EASC10002 Environmental Geoscience 1

EASC20038 Analytical Geochemistry

EASC20043 Geochemistry 1

Students who wish to choose this unit as an option but have not taken the pre-requisite units, in particular Environmental Geoscience 1 and Geochemistry 1, will be expected to undertake some preparatory work before the unit commences. You should speak to the unit director for guidance before being registered on the unit.



School/department School of Earth Sciences
Faculty Faculty of Science


An overview of the physical, chemical and biological aspects of oceanography, and the role played by oceans in climate change in the past, modern and future Earth system with a focus on current issues and debates.

The unit aims to:

  • provide a qualitative analysis of the dynamics of wind-driven surface current systems, and of density-driven circulation in the deep oceans;
  • investigate the biogeochemical cycling of elements in the ocean;
  • explore methods for quantifying the rates of processes operating in the ocean system including sedimentation, ocean circulation and chemical perturbations;
  • introduce the aspects of the ocean-atmosphere system that are relevant to climate change on the Earth on timescales of 100 years to 100 million years;
  • learn to interpret proxy data and the strength and weaknesses of these methods;
  • assess the role of oceans in controlling levels of atmospheric CO2;
  • apply statistical methods and appreciate the difficulty in interpreting large scale and incomplete datasets and the impact of data resolution and quality in space and time.

★ ★ ★ ★

- Problem A
Do these statements agree with the oceanography unit description? (i) The unit is run by the School of Earth Sciences. (ii) Students who have not taken the pre-requisite units cannot take the unit. (iii) The unit covers climate change on timescales from 100 years to 100 million years. For each, answer yes or no and quote the words that decide it.
- Problem B
Write what comes next in the oceanography unit description, starting after its last listed aim.
The lines after this point are separate material and have nothing to do with the oceanography unit description.

- Extracted material
★ ★ ★ ★

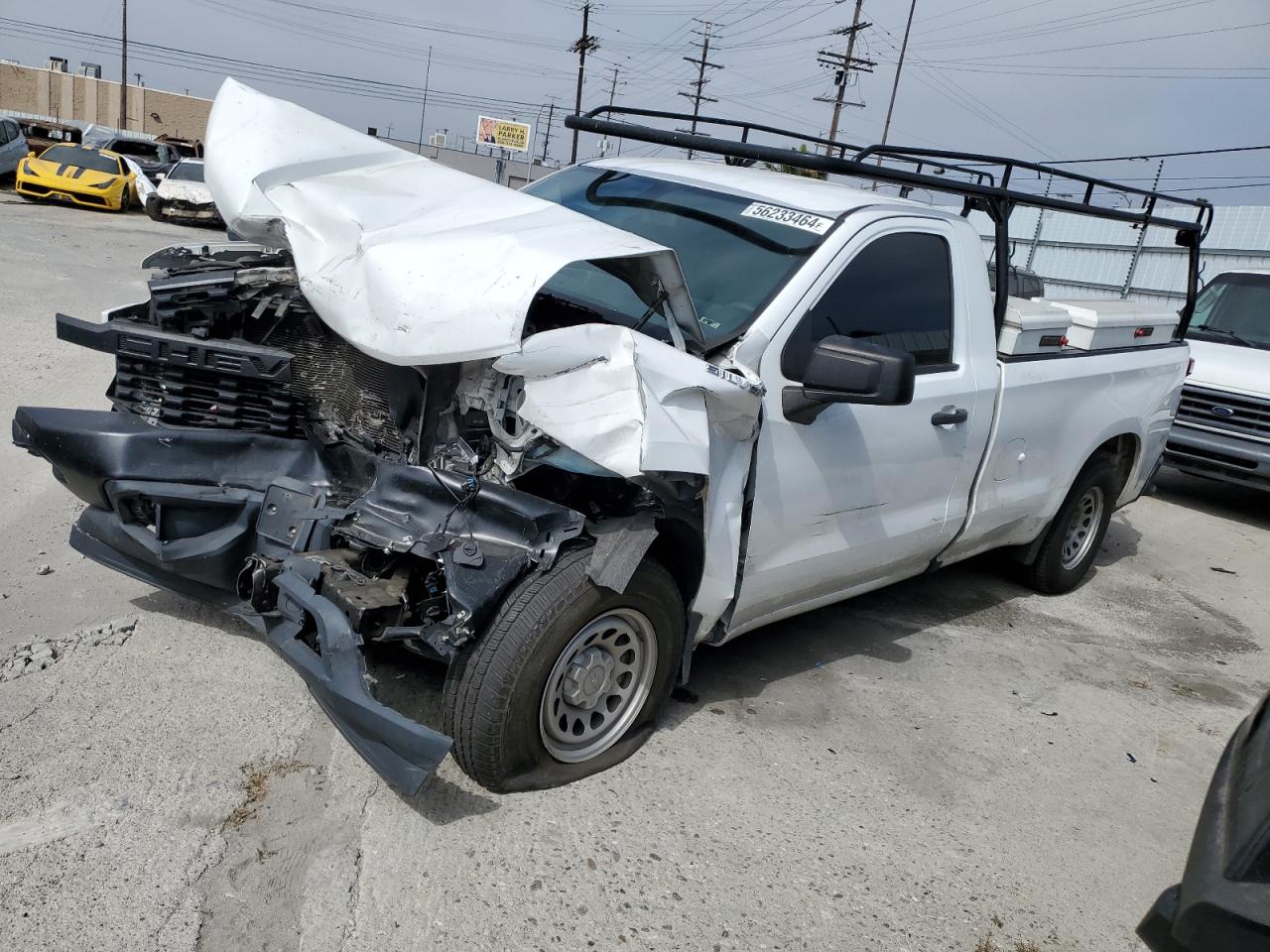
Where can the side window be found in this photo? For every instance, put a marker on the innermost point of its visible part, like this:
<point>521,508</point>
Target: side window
<point>896,293</point>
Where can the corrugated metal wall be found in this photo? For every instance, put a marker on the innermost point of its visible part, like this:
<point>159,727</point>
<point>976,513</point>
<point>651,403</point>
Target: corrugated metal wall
<point>1080,257</point>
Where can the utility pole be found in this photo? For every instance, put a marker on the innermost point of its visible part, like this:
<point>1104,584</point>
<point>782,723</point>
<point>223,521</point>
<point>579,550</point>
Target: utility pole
<point>423,111</point>
<point>702,63</point>
<point>844,66</point>
<point>123,82</point>
<point>547,136</point>
<point>894,86</point>
<point>585,42</point>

★ ★ ★ ★

- Answer box A
(i) Yes: "School/department School of Earth Sciences"
(ii) No: "will be expected to undertake some preparatory work before the unit commences"
(iii) Yes: "on timescales of 100 years to 100 million years"

- Answer box B
Intended learning outcomes

On completion you should have:

  • describe and explain the reasons for the temperature, salinity and density structure of the oceans
  • explain how deep water masses form and describe the global conveyor system
  • discuss the distribution of elements in seawater and identify their sources and sinks
  • debate the abiotic factors affecting biological productivity in the oceans
  • discuss the carbon and oxygen cycles in the ocean-atmosphere system
  • analyse palaeoclimate data and draw inferences from such data regarding the past climate of the Earth
  • assessed data using a wide range of statistical techniques
  • learned about a wide range of climate proxies, their strength and limitations
  • reiterated data formatting, interpretation, and discussion
  • debated the nature and causes of climate change impacts on ecosystems
  • discuss why oceans are important in the atmospheric CO2 cycle and critically analyse the different hypotheses as to how the oceans respond to, or cause, variations in atmospheric CO2 on a variety of timescales
  • synthesise information from the scientific literature to inform knowledge of the ocean-climate system

Teaching details

The unit will be taught through a combination of

  • asynchronous online materials and, if subsequently possible, synchronous face-to-face lectures
  • synchronous office hours
  • asynchronous directed individual formative activities and exercises
  • guided, structured reading
  • practical work in the laboratory

Students who either begin or continue their studies in an online mode may be required to complete laboratory work, or alternative activities, in person, either during the academic year 2020/21 or subsequently, in order to meet the intended learning outcomes for the unit, prepare them for subsequent units or to satisfy accreditation requirements.

Assessment Details

Coursework (100%) - a 3,000 word written report

Reading and References


  • Ocean Circulation. The Open University.
  • Talley, Pickard, Emery and Swift, Descriptive Physical Oceanography An Introduction (sixth Edition) (2011). Elsevier Ltd.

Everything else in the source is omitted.